— Start —
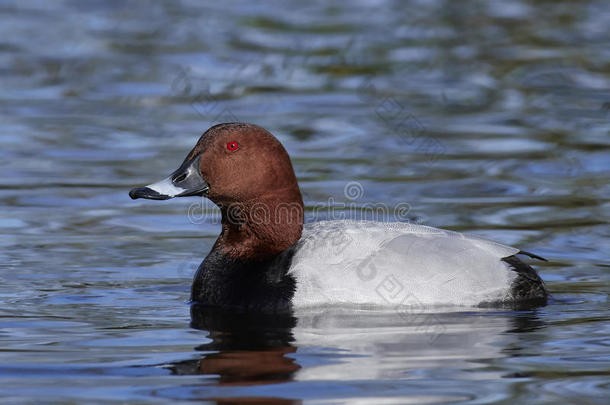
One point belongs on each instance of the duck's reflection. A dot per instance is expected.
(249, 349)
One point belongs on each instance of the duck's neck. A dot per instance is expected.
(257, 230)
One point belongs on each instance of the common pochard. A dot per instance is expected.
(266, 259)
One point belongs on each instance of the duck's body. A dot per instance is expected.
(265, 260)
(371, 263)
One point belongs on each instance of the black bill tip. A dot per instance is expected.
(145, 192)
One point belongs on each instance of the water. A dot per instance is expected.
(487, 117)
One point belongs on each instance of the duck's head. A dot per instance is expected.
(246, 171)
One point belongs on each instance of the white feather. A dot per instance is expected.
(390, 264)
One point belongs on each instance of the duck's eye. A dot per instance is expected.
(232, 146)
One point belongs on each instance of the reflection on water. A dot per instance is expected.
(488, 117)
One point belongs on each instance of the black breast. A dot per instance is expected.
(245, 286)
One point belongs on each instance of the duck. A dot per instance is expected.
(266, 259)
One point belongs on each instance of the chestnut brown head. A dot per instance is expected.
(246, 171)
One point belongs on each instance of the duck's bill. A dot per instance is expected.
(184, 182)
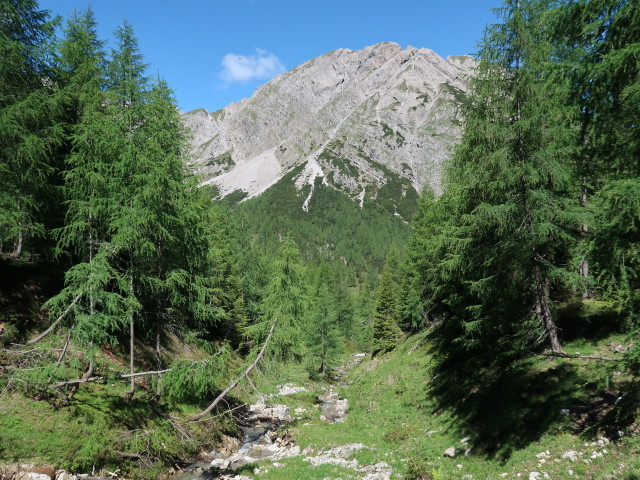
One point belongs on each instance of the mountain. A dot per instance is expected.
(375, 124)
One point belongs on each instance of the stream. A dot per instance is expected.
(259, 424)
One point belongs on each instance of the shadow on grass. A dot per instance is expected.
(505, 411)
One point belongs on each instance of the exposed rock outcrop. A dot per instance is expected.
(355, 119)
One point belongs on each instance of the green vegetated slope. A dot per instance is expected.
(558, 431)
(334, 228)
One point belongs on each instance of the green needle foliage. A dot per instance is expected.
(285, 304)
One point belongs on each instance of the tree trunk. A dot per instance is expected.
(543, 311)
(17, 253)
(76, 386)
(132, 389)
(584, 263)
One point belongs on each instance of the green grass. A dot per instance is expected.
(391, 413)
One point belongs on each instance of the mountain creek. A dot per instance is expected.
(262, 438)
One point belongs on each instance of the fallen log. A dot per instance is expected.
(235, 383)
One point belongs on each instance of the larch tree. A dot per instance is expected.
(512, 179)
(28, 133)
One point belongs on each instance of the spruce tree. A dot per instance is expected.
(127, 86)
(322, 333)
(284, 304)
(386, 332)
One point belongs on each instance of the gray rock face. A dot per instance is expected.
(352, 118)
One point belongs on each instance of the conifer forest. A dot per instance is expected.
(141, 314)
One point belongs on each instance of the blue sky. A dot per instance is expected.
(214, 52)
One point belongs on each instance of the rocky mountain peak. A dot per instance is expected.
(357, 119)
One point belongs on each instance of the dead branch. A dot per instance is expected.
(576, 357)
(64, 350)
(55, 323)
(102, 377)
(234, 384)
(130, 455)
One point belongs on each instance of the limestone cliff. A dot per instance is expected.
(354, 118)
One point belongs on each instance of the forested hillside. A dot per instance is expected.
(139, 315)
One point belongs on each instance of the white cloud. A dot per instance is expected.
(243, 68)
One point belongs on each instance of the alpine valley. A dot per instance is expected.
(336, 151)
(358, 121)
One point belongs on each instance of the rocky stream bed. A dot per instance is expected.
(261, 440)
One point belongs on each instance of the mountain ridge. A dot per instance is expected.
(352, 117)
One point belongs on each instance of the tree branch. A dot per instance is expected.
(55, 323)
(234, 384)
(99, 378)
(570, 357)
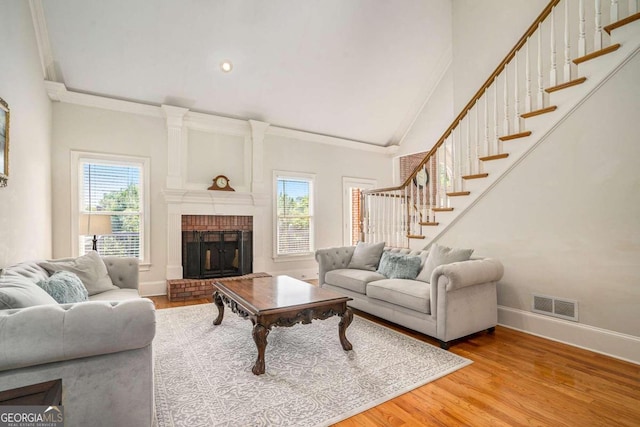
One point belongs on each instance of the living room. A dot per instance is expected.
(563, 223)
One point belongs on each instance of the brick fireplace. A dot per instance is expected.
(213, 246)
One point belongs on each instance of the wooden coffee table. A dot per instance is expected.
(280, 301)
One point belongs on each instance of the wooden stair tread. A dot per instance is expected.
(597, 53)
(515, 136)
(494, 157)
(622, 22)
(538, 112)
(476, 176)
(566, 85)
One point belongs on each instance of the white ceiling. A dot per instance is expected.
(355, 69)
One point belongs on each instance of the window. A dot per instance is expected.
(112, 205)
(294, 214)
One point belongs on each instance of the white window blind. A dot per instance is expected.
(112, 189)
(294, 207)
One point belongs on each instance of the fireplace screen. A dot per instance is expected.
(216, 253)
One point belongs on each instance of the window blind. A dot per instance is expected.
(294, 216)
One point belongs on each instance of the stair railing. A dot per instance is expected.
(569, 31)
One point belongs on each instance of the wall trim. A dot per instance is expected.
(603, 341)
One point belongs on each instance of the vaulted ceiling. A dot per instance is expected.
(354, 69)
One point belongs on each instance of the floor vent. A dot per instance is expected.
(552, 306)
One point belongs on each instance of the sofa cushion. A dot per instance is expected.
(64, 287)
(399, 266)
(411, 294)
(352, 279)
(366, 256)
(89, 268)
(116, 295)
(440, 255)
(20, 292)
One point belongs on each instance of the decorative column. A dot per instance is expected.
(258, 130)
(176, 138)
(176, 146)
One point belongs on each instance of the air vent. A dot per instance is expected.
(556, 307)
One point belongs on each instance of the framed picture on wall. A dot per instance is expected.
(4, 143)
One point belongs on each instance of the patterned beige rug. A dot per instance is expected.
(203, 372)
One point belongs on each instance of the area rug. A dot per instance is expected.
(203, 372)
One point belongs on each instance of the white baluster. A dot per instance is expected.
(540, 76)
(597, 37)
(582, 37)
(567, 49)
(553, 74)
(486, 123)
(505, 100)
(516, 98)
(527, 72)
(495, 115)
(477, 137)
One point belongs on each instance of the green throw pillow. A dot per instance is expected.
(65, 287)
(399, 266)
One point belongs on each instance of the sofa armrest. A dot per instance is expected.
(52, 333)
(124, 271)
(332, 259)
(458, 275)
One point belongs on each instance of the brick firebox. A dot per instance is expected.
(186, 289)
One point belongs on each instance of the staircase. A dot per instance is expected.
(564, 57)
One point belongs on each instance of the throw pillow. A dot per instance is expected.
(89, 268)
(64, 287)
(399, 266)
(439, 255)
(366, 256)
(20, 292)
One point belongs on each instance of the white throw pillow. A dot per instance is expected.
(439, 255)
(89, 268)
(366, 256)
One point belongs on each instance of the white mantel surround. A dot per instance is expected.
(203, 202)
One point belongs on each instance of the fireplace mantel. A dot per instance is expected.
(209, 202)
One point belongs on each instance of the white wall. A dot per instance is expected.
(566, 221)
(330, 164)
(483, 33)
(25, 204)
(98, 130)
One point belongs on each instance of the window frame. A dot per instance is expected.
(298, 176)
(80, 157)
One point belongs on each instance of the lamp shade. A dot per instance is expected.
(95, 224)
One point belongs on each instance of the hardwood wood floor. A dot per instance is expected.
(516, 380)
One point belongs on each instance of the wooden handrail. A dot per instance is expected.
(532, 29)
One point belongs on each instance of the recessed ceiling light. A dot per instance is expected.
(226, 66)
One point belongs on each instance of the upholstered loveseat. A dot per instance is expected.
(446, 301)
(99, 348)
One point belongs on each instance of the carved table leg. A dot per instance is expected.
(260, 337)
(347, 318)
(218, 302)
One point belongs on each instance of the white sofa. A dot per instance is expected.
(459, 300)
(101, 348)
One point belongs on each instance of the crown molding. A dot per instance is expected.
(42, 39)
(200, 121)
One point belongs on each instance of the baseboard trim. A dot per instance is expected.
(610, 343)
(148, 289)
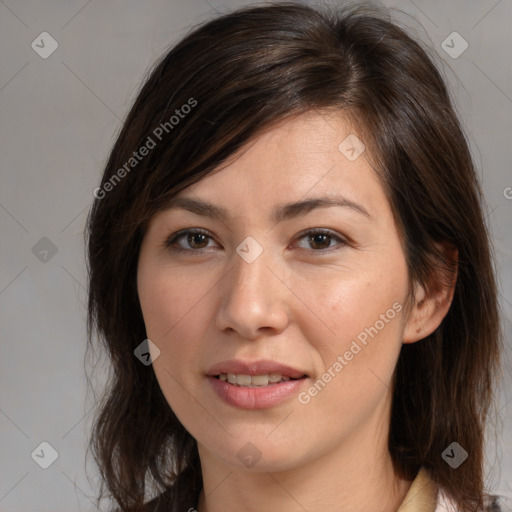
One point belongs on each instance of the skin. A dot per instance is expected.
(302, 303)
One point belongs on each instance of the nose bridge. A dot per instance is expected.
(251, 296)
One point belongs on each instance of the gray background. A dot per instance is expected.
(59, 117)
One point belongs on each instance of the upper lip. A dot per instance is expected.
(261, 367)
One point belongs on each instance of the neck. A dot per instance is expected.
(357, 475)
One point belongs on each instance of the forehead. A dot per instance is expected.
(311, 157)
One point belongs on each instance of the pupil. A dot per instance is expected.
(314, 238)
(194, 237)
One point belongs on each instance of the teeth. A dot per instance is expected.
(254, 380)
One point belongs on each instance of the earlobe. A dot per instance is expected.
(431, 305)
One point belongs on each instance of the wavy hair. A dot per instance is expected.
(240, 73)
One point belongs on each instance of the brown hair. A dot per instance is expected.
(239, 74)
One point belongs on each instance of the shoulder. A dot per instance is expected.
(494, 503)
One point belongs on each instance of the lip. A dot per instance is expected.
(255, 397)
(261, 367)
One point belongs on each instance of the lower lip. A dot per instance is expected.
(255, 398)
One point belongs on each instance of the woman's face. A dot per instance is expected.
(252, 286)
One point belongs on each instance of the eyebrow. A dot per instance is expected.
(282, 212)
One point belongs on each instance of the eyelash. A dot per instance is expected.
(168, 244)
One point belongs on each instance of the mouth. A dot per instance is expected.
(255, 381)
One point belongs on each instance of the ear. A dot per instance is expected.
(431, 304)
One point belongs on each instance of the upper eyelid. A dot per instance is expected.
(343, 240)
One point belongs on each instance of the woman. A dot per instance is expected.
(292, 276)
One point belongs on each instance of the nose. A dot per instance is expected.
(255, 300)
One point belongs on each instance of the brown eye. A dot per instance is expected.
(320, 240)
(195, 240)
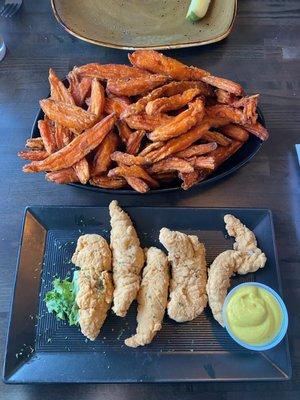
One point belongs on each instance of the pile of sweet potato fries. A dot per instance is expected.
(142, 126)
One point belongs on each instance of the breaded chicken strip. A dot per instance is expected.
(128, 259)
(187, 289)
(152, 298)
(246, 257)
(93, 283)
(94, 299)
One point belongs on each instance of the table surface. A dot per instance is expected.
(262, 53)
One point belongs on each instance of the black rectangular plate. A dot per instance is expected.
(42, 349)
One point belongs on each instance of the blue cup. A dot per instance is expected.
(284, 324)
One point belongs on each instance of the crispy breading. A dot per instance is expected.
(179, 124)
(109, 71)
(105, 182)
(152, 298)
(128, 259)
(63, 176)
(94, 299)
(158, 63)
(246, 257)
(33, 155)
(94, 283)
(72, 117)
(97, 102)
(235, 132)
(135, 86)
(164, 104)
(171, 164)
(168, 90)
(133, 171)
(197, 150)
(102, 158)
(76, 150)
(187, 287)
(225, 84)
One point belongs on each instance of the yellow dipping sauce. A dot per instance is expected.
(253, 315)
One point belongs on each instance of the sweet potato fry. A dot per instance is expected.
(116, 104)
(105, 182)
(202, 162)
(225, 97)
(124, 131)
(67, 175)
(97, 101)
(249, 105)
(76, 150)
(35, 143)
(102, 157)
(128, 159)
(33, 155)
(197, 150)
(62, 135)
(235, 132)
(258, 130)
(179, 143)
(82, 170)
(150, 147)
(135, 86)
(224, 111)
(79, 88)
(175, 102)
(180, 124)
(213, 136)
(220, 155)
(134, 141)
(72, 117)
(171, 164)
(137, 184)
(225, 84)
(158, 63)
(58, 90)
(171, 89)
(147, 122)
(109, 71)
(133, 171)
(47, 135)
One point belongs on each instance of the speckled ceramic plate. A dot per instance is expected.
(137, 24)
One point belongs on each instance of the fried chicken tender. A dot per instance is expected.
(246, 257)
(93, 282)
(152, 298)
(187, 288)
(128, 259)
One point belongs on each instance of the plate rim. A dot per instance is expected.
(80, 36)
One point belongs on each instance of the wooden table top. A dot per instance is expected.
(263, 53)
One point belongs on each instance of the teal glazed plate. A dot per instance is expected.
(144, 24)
— End —
[To be done]:
Lay out the lines as a numbered list, starting at the line that contains "One point belongs on each instance of the plate" and ending at the final line, with any blank lines omitted.

[Task response]:
1. One point belongs on each instance of the plate rim. A dot per instance is expected.
2. (80, 36)
3. One point belongs on each instance of the wooden table top. A dot per instance is expected.
4. (263, 53)
5. One point belongs on each instance of the teal glazed plate. A dot per instance is expected.
6. (144, 24)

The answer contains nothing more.